TASK GOAL:
Repeat the data exactly as it stands.

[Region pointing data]
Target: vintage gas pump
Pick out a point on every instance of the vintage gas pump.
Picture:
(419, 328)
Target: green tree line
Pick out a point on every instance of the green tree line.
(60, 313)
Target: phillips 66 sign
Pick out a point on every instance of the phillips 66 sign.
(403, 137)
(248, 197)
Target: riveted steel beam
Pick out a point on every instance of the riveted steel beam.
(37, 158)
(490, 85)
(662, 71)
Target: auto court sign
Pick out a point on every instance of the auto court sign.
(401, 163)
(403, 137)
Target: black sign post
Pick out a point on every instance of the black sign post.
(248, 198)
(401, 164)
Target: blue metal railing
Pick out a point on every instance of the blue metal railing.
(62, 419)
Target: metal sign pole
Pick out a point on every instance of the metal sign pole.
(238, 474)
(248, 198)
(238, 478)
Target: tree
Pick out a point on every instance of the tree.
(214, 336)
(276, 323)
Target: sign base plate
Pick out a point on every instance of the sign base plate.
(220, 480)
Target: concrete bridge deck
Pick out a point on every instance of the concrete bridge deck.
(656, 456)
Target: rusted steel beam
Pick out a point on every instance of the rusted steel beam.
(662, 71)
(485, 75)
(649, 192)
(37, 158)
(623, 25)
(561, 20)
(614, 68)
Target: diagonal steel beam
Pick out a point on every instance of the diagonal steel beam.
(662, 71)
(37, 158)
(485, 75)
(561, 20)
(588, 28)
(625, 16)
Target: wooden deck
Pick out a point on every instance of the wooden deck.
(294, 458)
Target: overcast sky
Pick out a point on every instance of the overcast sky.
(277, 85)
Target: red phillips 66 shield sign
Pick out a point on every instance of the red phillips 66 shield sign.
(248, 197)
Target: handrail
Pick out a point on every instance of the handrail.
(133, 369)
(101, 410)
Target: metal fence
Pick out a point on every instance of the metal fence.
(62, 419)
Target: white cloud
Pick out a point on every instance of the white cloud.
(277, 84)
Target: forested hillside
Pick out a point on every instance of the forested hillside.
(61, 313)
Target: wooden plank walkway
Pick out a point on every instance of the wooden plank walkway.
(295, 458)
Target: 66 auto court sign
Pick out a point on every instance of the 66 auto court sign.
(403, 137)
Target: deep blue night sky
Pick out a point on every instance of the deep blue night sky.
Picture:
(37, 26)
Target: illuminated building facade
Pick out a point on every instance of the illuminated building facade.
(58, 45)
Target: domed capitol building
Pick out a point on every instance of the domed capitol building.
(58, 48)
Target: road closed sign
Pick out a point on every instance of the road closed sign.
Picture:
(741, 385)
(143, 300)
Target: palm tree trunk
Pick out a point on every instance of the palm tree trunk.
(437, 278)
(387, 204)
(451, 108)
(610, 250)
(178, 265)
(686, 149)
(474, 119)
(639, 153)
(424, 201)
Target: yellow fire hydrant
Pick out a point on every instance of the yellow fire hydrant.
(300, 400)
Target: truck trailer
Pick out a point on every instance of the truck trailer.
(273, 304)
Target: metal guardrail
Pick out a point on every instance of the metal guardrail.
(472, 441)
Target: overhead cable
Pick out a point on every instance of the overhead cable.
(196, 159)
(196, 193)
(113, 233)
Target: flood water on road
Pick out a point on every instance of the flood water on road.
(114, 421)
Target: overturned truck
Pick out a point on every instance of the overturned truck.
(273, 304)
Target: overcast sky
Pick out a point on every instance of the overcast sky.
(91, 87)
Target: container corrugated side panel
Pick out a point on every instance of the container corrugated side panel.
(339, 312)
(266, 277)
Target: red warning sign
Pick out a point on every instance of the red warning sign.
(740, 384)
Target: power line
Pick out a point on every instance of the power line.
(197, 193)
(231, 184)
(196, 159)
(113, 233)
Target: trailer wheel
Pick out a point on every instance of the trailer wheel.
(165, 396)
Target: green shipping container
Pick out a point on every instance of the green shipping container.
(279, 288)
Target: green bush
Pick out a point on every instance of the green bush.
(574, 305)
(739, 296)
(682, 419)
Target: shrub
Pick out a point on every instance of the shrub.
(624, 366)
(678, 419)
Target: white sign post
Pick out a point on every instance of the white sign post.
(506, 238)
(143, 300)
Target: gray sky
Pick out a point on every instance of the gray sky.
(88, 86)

RESULT OF THE TASK:
Target: vintage gas pump
Pick out a point on every instance of the vintage gas pump.
Picture:
(419, 328)
Target: green tree line
Pick out a point on every instance of the green tree line.
(60, 313)
Target: phillips 66 sign
Pick out a point on every instance of the phillips 66 sign.
(403, 137)
(248, 197)
Target: riveted steel beam
Pick out a point on every instance of the riveted steel beam.
(37, 158)
(490, 85)
(662, 71)
Target: auto court sign
Pick out a point on every instance of the auto court sign.
(401, 163)
(403, 137)
Target: black sign post
Pick out a point on every instance of the black sign post.
(248, 198)
(401, 164)
Target: blue metal railing
Pick out a point on every instance of the blue metal railing.
(62, 419)
Target: metal sign pole
Pick out a point on every instance of the metal sign pole.
(238, 474)
(248, 198)
(238, 478)
Target: tree
Pick out a point on every instance of the tree.
(214, 336)
(276, 323)
Target: sign base plate
Pick out a point on every instance of the sign base plate.
(220, 480)
Target: concrete bridge deck
Pick out a point on every instance of the concrete bridge deck.
(656, 456)
Target: rusted steel beam
Pick out a point on every instance of the rusted steel beam.
(662, 71)
(485, 75)
(649, 192)
(37, 158)
(623, 25)
(561, 20)
(614, 68)
Target: diagonal steel beam
Pick out a point on every instance of the diagonal steel beam.
(662, 71)
(37, 158)
(485, 75)
(561, 20)
(588, 28)
(625, 16)
Target: wooden deck
Pick out a point on every instance of the wooden deck.
(294, 458)
Target: overcast sky
Pick out a point on every instance of the overcast sky.
(277, 85)
Target: red phillips 66 shield sign
Pick out a point on every instance of the red phillips 66 shield sign.
(248, 197)
Target: handrail
Pick out a point on every instance of the handrail.
(133, 369)
(101, 410)
Target: metal fence
Pick out a point on every instance of the metal fence.
(62, 419)
Target: white cloud
Pick out a point on every instance of the white cloud.
(277, 84)
Target: forested hillside
Pick out a point on every instance of the forested hillside.
(61, 313)
Target: wooden plank walkway
Pick out a point on every instance of the wooden plank walkway.
(295, 458)
Target: 66 auto court sign
Pick out a point on every instance of the 66 auto court sign.
(403, 137)
Target: deep blue night sky
Pick out a point on every instance of the deep blue night sky.
Picture:
(37, 26)
Target: illuminated building facade
Pick out a point on every instance of the illuminated building facade.
(58, 45)
Target: domed capitol building
Pick out a point on every instance of the domed capitol building.
(58, 48)
Target: road closed sign
Pick out a point on every instance of the road closed sign.
Picture:
(741, 385)
(143, 300)
Target: palm tree trunk
Pick out a point on every instance of the palm tree trunk.
(437, 278)
(387, 204)
(451, 108)
(610, 250)
(178, 265)
(686, 149)
(474, 119)
(639, 153)
(424, 201)
Target: yellow fire hydrant
Pick out a point on every instance of the yellow fire hydrant.
(300, 400)
Target: truck trailer
Pick out a point on every instance of the truck trailer.
(273, 304)
Target: metal guardrail
Pick out a point on every instance of the metal guardrail.
(472, 441)
Target: overhead cable
Pick out a point on every instance of the overhead cable.
(196, 159)
(196, 193)
(113, 233)
Target: flood water on road
Pick out a point on every instance of the flood water on road.
(114, 421)
Target: overturned truck
Pick out a point on every instance of the overturned truck.
(273, 304)
Target: overcast sky
Pick out a point on every instance of the overcast sky.
(91, 87)
Target: container corrugated side panel
Pick out a point on every instance of the container corrugated side panel.
(339, 312)
(266, 277)
Target: red warning sign
Pick out a point on every instance of the red warning sign.
(740, 384)
Target: power line
Pick out a point on every instance of the power line.
(197, 193)
(231, 184)
(196, 159)
(113, 233)
Target: trailer wheel
Pick out a point on every instance of the trailer wheel.
(165, 396)
Target: green shipping container
Pick out a point on every instance of the green shipping container.
(279, 288)
Target: green bush
Pick out a point on every instance of the green bush.
(574, 305)
(739, 296)
(682, 419)
Target: shrub
Pick out a point on every instance of the shrub.
(624, 366)
(678, 419)
Target: white sign post
Pick out a point on every instance of the white sign post.
(506, 238)
(143, 300)
Target: gray sky
Pick out a point on every instance of the gray sky.
(88, 86)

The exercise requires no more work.